__Kutipan__
§

Akarasa
- Tan Malaka adalah anak dari wilayah yang selalu gelisah, wilayah yang
membutuhkan intelektualitas sekaligus pencerahan spiritual. Ia tumbuh di Alam
Minangkabau dimana adatnya memberikan tempat pada akal sekaligus hidup dalam
alam agama. Tan Malaka berdiri di dua tempat ini.
Ia
adalah pelajar yang cerdas bahkan teramat cerdas. Ia sekolah di Kweekschool,
sekolah Raja untuk menjadi guru. Tan Malaka kecil menjadi murid yang paling
cerdas di sekolahnya atas rekomendasi Tuan Fabius ke Nederlaand dan sekolah di
Rijkskweekschool, disana Tan Malaka hidup dengan beberapa orang Belanda dari
kalangan sosial rendah. Saat Tan Malaka sekolah di Belanda, Eropa sedang
dicekam suasana gelisah karena pertarungan wilayah antara Jerman, Prusia,
Perancis dan Rusia. Gerak gerik awal Revolusi Rusia sudah menjalari banyak intelektual
di eropa, di Belanda sendiri berkembang aliran besar Sosialis Demokrat atau
dikenal Sosdem, Tan Malaka banyak bergaul dengan orang-orang Sosdem bahkan
teman indekost-nya sendiri seorang Belgia penganut Sosdem banyak bertukar
pikiran bahkan dari teman Belgia-nya ini Tan Malaka mendapat surat kabar
Sosdem.

§

__Entri Data__
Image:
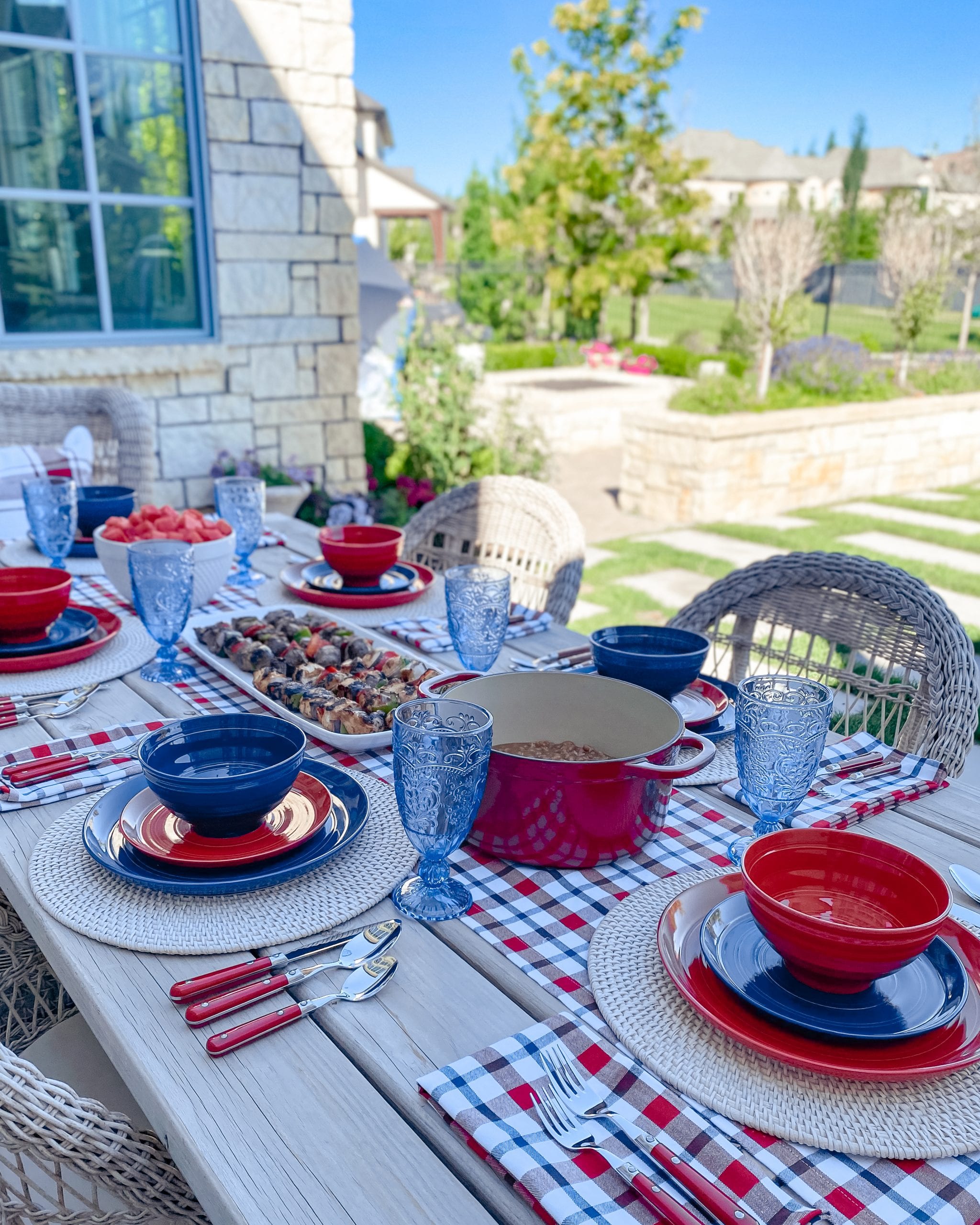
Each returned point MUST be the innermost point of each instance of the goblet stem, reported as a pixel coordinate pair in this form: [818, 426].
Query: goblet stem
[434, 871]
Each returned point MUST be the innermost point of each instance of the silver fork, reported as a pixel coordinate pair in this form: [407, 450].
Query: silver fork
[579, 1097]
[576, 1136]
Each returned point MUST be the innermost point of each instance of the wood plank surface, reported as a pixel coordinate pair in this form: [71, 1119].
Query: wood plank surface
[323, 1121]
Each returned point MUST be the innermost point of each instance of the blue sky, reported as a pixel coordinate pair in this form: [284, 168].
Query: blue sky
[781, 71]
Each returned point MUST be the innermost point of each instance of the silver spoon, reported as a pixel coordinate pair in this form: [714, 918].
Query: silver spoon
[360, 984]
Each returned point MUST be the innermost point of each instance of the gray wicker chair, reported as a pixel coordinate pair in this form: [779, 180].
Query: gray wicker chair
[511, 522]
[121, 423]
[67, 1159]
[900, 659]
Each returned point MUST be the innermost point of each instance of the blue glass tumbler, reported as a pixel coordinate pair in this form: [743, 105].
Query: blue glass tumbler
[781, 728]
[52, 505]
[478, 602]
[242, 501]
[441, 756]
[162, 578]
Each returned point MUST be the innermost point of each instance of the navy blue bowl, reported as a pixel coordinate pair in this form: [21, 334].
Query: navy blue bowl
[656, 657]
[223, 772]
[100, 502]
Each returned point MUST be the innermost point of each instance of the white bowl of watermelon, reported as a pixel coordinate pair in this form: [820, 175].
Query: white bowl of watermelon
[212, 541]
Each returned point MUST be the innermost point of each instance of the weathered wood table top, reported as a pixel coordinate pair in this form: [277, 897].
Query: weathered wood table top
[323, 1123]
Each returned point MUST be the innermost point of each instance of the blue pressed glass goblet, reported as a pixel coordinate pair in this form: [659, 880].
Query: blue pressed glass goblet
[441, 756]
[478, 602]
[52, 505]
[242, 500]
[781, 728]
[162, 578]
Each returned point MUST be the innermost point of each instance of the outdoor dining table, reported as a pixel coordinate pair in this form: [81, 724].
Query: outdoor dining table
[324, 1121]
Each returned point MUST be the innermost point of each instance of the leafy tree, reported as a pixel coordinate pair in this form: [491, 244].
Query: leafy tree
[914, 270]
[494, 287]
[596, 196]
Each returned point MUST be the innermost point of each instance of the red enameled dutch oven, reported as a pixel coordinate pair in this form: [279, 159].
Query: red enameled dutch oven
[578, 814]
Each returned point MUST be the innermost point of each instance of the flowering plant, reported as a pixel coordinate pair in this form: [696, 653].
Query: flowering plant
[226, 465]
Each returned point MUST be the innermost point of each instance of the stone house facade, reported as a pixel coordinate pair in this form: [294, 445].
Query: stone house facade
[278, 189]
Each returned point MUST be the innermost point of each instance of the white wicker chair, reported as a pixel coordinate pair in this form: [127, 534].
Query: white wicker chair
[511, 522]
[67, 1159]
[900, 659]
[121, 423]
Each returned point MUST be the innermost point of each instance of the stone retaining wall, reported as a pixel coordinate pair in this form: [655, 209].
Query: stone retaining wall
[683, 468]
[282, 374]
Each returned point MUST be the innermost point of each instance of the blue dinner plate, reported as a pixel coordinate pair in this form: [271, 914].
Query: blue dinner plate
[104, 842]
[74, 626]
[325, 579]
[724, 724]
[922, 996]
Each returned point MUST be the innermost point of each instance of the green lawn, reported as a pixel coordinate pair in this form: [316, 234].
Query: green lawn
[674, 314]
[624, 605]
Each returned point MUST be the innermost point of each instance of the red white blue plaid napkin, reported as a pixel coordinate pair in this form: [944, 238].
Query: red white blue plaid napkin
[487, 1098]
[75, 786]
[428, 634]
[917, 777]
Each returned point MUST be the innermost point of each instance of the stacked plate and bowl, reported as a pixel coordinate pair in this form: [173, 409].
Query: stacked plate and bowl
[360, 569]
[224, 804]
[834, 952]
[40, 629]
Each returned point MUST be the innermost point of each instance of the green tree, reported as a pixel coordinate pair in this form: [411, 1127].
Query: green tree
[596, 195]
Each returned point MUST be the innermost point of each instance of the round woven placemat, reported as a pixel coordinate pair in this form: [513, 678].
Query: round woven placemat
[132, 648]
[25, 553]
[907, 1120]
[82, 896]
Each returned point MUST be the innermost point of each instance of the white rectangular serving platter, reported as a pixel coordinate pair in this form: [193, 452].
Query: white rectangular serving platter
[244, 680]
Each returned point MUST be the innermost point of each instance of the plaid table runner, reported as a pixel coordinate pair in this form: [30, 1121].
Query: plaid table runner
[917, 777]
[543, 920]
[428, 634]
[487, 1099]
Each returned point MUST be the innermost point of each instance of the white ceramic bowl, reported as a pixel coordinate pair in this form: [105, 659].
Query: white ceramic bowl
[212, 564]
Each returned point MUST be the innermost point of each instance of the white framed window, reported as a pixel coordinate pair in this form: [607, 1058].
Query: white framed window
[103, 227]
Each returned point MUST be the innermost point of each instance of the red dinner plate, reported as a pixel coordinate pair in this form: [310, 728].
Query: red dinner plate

§

__Petunjuk Tugas__
1. Jawablah pertanyaan berikut berdasarkan kutipan tentang Tan Malaka.
(a) Di sekolah apa Tan Malaka belajar untuk menjadi guru?
(b) Atas rekomendasi siapa ia berangkat ke Belanda?
(c) Dari negara mana teman indekosnya yang menganut Sosdem berasal?
2. Tolong lanjutkan kutipan tentang Tan Malaka mulai dari kalimat terakhirnya.
Data tersebut merupakan bahan tersendiri yang terpisah dari kutipan tentang Tan Malaka.

__Jawaban Latihan__
1.
(a) Kweekschool
(b) Tuan Fabius
(c) Belgia

2.
Tan
Malaka orang yang sangat kritis dan rasional, dan ia memilih jalur Lenin untuk
mendapatkan titik hidup teori Marxisme. Ia membacai tulisan-tulisan Lenin
tentang revolusi, percepatan sejarah dan segala macam aplikasi dari sebuah
revolusi. Tan Malaka terpikat. Ia memutuskan untuk membebaskan bangsanya. Tan
Malaka adalah orang pertama dari Hindia Belanda yang secara berkesadaran penuh
bahwa suatu saat Hindia Belanda akan membentuk peradaban baru, ia sendiri
menamai peradaban itu sebagai Peradaban Aslia (Asia-Australia Raya) dan
pusatnya di Indonesia.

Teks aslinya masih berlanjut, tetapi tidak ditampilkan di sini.